- DATASET
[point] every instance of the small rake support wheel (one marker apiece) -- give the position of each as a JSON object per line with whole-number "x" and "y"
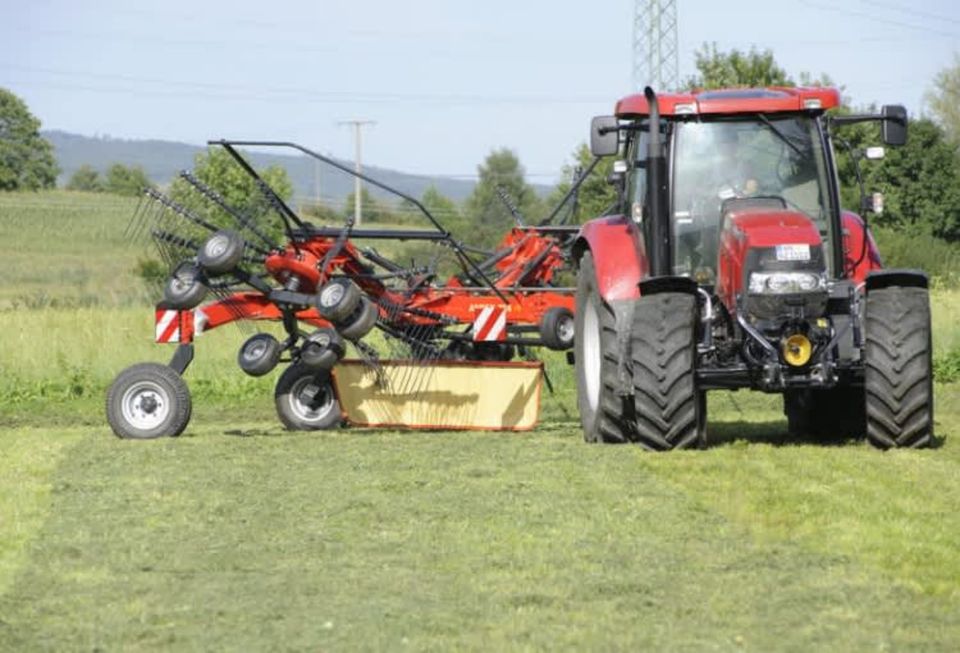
{"x": 306, "y": 401}
{"x": 897, "y": 368}
{"x": 557, "y": 328}
{"x": 595, "y": 361}
{"x": 259, "y": 354}
{"x": 363, "y": 320}
{"x": 322, "y": 349}
{"x": 669, "y": 410}
{"x": 148, "y": 400}
{"x": 184, "y": 289}
{"x": 221, "y": 252}
{"x": 338, "y": 299}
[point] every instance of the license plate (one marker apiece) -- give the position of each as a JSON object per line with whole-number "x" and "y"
{"x": 793, "y": 252}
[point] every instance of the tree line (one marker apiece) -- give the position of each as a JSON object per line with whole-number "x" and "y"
{"x": 920, "y": 181}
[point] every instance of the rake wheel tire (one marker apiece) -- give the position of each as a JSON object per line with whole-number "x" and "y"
{"x": 338, "y": 299}
{"x": 148, "y": 400}
{"x": 259, "y": 354}
{"x": 557, "y": 328}
{"x": 306, "y": 401}
{"x": 184, "y": 289}
{"x": 221, "y": 252}
{"x": 363, "y": 320}
{"x": 595, "y": 361}
{"x": 898, "y": 370}
{"x": 669, "y": 410}
{"x": 322, "y": 349}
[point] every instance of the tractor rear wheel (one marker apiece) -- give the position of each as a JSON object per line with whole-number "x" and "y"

- TASK PROMPT
Quote, without any change, each line from the one that contains "[point] every instance of the rake" through the end of the material.

- PROBLEM SOLUTION
[point] every instance of the rake wheel tire (one marker apiece) -- give the position of each as a JSON object per line with whole-number "x" and "y"
{"x": 338, "y": 299}
{"x": 148, "y": 400}
{"x": 259, "y": 354}
{"x": 557, "y": 328}
{"x": 306, "y": 401}
{"x": 184, "y": 289}
{"x": 221, "y": 252}
{"x": 363, "y": 320}
{"x": 595, "y": 361}
{"x": 898, "y": 370}
{"x": 669, "y": 410}
{"x": 322, "y": 349}
[point] every instance of the tractor rear wheel (one marker apiece) -- give the position of each as a JSON object per line with whole-number "x" and "y"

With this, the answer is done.